▶ **Text extract**
------------------------------------------------------------------------

In the dream,I seemed to be magnetized to a clothing store in a trendy mall, its color palette a soothing blend of grays and turquoise. The name of the store was W.E. (this stood for World's End). I was at once captivated by an array of finely-made clothing hanging in artistic displays. A crowd of women perused the gorgeous clothing. I was about to join them, when a sales clerk greeted me. Her brown eyes sparkled as she said, "I've got the perfect styles for you. Give me a minute to select them, and I'll bring them right out." She vanished behind a curtain. Her bright smile seemed to leave a trail of glitter as she turned on her heel. I inhaled and noted the store smelled of eucalyptus, yet I felt strangely wary of the atmosphere. Almost too perfect.
The woman returned and placed several outfits on a rack. I glanced at the price tags. Expensive, silky fabric. I could tell the garments would fit me perfectly. Each piece of clothing was based on a Christmas theme--red, gold, green, silver. I simultaneously hated and loved the pieces. Christmas was over, yet they were so pretty. The salesperson beamed, "Don't you just love what I've chosen for you?" Somehow I felt as if I teetered on an edge of endings. I'd celebrated Christmas. I didn't want to go backward, although there was an inclination to do so--to overspend and buy the clothing, and then join the crowd of women vying for the dresses on display. To stay in that store, just because it was beautiful and expensive, its fragrance intoxicating. My ambivalence was almost palpable. I declared, "I want to move forward. I don't want to be in a store named "World's End." I could almost see the the woman's cherry-colored lips formed in an "O" of surpise as I ran out of the store.

------------------------------------------------------------------------

▶ **Dataset entries**
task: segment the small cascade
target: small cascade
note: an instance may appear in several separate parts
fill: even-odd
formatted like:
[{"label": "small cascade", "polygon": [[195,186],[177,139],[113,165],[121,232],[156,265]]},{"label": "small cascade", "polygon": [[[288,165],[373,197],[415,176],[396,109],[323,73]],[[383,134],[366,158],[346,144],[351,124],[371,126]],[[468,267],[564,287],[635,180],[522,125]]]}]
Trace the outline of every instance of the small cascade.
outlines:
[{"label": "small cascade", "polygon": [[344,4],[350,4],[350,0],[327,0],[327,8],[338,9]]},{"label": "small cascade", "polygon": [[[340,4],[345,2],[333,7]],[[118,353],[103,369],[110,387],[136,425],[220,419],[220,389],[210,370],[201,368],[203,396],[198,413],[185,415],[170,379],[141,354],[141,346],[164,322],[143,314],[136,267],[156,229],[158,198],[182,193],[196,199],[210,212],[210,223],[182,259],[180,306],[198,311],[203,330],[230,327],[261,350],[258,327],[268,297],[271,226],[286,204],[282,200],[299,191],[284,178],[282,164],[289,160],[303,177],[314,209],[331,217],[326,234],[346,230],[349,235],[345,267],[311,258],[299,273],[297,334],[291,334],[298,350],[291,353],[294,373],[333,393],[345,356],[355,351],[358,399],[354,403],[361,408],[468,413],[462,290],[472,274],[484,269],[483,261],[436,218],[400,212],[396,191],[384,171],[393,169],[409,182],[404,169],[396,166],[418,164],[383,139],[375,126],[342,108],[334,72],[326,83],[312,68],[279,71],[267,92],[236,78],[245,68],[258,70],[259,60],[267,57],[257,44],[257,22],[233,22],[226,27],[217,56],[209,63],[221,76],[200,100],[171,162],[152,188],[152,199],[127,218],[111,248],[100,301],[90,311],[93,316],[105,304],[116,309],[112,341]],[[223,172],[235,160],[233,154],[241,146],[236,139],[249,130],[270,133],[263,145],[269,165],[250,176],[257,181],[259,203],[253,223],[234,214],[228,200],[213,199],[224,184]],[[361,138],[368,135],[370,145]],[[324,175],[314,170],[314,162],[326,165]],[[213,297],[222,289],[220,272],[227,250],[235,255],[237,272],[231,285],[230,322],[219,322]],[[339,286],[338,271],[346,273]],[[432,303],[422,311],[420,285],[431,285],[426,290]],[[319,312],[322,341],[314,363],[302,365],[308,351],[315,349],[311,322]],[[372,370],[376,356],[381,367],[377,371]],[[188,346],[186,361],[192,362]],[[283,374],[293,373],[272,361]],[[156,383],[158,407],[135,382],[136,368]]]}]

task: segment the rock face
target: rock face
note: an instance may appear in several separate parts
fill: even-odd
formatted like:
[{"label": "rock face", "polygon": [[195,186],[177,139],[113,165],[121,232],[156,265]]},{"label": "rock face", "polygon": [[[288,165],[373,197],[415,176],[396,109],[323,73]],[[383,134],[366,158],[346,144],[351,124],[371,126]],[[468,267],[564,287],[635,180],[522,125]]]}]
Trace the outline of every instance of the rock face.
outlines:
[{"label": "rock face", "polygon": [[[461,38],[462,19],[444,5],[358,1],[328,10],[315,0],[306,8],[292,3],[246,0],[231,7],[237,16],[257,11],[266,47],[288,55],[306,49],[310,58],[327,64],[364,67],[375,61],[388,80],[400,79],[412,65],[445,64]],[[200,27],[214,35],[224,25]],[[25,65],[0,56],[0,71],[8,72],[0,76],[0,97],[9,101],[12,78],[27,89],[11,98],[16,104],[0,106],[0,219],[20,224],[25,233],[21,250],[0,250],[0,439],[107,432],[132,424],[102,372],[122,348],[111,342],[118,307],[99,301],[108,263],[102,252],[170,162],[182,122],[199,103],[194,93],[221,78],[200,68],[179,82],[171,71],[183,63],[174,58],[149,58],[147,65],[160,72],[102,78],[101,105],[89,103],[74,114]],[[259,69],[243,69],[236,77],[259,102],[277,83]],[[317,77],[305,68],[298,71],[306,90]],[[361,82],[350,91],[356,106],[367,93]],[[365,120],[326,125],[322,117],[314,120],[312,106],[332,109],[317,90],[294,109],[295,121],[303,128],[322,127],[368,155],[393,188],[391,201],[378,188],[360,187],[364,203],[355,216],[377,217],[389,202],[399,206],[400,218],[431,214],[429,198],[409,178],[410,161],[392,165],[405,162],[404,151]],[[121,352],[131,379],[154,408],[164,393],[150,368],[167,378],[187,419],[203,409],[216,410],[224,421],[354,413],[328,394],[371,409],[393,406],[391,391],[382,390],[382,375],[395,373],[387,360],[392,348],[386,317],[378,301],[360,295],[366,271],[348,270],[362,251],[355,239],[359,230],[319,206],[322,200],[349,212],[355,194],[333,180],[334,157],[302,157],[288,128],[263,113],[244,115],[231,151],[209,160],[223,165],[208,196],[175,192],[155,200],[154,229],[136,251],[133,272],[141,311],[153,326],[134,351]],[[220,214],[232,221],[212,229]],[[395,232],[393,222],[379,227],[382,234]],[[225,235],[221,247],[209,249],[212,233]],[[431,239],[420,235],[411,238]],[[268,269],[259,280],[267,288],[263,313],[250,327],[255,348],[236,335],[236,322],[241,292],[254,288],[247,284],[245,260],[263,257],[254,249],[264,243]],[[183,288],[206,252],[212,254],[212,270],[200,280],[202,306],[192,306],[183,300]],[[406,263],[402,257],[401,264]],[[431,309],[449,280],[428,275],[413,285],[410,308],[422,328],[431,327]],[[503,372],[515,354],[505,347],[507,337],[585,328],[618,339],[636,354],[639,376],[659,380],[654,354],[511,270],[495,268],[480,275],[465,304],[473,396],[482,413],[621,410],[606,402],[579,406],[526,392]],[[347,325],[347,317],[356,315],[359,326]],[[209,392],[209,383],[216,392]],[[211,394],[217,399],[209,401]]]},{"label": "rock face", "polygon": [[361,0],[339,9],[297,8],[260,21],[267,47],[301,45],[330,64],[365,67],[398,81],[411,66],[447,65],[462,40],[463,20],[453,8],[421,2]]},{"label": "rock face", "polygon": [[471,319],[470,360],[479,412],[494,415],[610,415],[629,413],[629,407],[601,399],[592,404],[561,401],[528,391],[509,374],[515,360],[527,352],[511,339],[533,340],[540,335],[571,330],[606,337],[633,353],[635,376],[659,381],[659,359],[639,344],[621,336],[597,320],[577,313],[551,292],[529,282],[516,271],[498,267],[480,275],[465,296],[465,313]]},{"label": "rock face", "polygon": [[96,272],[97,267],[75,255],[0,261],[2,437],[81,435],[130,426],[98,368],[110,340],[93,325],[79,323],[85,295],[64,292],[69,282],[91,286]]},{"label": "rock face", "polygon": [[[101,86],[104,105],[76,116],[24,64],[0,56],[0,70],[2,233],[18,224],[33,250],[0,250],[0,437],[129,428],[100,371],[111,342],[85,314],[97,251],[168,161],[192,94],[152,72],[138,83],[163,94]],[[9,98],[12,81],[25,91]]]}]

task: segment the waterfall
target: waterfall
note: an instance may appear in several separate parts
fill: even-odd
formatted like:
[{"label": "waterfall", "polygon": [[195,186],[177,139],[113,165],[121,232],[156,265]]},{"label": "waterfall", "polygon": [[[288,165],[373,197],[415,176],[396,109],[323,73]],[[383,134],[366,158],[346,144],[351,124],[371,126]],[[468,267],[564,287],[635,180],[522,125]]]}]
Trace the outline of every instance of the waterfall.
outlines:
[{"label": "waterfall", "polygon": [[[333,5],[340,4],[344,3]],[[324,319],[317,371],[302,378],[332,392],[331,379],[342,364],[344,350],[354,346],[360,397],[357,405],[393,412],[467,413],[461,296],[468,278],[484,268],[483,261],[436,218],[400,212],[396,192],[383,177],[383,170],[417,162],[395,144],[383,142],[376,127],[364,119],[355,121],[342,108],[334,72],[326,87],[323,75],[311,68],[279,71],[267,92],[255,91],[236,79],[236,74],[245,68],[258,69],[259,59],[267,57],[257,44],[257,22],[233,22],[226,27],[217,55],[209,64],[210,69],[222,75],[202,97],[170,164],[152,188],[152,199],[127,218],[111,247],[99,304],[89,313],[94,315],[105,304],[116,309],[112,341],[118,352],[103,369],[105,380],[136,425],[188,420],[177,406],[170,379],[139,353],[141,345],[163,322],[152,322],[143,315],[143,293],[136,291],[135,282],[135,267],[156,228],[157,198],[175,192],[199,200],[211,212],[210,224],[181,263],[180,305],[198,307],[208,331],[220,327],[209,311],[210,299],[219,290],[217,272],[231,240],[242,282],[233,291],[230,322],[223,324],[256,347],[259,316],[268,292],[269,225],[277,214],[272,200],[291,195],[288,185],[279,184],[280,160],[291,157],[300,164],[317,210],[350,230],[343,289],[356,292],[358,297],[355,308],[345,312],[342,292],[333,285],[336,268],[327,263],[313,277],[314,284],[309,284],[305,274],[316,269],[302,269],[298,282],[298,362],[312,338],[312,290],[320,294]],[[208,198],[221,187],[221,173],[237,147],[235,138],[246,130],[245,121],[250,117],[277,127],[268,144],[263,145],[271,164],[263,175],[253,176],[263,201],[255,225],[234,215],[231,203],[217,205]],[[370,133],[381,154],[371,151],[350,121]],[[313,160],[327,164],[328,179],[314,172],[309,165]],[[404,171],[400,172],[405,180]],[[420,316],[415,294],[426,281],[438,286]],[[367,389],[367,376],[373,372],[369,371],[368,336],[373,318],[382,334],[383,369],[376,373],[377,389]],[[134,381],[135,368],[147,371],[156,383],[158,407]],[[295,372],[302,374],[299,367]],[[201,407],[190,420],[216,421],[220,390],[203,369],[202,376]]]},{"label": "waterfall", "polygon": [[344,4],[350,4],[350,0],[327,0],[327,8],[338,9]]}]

------------------------------------------------------------------------

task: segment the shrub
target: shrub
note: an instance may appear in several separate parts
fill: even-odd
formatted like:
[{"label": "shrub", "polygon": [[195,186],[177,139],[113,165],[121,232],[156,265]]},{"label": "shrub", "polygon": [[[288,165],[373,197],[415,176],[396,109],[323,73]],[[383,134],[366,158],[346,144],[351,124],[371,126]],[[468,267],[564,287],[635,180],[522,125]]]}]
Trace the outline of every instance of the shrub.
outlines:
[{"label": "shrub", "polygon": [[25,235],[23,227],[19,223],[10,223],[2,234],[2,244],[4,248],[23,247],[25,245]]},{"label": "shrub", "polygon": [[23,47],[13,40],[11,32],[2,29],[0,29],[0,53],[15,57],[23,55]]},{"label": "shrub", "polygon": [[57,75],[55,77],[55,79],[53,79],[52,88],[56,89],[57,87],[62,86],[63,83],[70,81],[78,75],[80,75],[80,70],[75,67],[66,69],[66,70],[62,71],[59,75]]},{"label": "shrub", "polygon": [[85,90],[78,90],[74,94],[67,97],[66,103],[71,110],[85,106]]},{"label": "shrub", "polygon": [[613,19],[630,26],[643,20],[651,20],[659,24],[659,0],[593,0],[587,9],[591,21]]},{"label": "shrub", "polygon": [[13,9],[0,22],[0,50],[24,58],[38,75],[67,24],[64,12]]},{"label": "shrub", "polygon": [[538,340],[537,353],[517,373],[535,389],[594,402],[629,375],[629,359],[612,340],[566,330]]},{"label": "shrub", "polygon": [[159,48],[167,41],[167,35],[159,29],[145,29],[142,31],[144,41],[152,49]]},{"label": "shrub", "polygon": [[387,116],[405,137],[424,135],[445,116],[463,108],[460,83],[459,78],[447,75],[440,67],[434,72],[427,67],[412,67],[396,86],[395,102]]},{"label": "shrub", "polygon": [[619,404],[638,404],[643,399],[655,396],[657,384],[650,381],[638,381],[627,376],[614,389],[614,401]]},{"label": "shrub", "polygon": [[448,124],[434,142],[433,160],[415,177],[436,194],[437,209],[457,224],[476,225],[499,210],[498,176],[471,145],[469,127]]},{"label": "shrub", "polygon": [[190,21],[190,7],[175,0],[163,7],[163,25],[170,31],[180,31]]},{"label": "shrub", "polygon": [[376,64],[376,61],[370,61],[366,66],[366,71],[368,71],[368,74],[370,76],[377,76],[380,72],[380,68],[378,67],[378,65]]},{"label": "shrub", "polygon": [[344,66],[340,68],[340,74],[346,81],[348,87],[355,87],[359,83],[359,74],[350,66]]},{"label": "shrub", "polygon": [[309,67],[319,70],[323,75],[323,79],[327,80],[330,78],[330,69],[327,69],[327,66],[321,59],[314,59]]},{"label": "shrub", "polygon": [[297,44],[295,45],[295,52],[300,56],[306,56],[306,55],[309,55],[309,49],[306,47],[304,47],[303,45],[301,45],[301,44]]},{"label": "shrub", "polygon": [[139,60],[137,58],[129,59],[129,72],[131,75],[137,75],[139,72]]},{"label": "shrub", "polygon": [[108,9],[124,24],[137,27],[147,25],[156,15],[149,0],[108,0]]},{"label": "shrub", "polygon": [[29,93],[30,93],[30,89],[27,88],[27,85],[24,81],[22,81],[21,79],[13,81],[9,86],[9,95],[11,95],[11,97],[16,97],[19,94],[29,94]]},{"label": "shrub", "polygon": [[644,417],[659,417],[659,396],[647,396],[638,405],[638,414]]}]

------------------------------------------------------------------------

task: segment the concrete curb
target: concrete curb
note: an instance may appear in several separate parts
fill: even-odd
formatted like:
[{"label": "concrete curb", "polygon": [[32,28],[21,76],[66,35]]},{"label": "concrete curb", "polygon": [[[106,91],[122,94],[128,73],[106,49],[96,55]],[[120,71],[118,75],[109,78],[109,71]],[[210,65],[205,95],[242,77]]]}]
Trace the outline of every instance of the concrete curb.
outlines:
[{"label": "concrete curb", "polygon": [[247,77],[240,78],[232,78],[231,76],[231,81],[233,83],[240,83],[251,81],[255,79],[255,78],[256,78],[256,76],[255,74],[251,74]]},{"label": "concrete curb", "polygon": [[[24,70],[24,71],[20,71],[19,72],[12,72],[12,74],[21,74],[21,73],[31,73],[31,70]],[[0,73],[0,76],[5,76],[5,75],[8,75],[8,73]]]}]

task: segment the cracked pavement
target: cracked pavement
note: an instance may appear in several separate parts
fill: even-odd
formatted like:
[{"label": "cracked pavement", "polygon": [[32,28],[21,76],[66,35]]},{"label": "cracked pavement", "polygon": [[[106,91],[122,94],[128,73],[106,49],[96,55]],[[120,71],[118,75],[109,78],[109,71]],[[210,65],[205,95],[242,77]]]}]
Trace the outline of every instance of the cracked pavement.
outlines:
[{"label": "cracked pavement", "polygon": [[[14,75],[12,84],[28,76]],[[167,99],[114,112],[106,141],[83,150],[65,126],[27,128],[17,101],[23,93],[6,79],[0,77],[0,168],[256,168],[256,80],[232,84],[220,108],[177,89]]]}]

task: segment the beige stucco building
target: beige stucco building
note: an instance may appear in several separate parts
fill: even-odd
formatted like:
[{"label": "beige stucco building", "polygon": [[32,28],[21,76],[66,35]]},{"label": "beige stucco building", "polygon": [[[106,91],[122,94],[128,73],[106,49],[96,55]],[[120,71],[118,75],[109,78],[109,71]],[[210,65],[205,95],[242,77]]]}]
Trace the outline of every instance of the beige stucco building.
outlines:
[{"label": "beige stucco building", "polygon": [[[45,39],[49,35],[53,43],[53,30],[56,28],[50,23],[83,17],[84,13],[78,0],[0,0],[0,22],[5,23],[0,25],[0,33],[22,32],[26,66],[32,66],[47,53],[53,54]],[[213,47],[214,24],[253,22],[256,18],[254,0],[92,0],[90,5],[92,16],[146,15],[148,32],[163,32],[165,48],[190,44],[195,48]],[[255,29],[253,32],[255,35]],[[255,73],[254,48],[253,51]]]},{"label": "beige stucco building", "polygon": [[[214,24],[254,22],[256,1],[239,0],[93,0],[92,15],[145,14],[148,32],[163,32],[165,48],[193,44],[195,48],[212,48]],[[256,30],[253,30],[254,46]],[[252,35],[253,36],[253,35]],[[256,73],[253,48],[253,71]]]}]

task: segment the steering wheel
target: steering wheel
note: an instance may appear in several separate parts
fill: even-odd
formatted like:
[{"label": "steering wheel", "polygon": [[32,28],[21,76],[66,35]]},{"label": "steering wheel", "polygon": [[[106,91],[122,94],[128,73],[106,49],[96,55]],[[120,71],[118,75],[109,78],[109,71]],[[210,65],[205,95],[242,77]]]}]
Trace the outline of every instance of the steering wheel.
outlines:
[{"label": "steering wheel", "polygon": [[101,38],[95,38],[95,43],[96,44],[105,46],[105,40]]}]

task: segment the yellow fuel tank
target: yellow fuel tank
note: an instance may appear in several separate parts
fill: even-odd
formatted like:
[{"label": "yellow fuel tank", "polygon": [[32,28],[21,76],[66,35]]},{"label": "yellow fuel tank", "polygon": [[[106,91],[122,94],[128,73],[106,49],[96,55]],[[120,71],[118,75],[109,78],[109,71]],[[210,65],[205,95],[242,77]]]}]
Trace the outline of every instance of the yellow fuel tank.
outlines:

------------------------------------------------------------------------

▶ **Set problem A**
Count the lines of the records that contain the string "beige", treating case as significant. Reply with the number only.
▶ **Set problem B**
Continue the dream narrative about the clothing store from its final sentence.

▶ **Written reply A**
5

▶ **Written reply B**
The sky is soft and gray, like a cashmere sweater wrapped around this last day of the year. I sit and enjoy the Christmas lights strung along the edges of the piano for a bit longer, their delicate brilliance in peaceful contrast to the subtle dreariness outside my window. I am home from work, recuperating from a flu-like illness that has stalked so many over these last weeks. I am grateful to feel better, on the mend. To have a quiet home to rest and contemplate. I've been thinking a lot about another of my favorite metaphors. Geography. I love the image that life experience can be compared with exploring new landscapes. This concept especially intrigues me as we sit on the cusp of a New Year. I see myself as an explorer in new territory. I face forward, my chin up, poised for new mindsets and new perspectives as I engage with this land. I feel excited.
I am asking, too, a bold question: What can I expect from God in this new territory? This seems almost brazen--overly presumptuous. I am bold. "God, I expect your affection, comfort, wisdom, provision, creativity, joy, contentment, joy, strength, health and wholeness, a sound mind, grace, favor, abundance and peace.
And then I realize that He has already promised me these things and generously fills my life with lavish gifts. My response is to receive, to stay fixed on practicing viewing every circumstance in my life, every corner of my geography through His lens, practicing Kingdom perspectives, becoming more fluent in Kingdom language.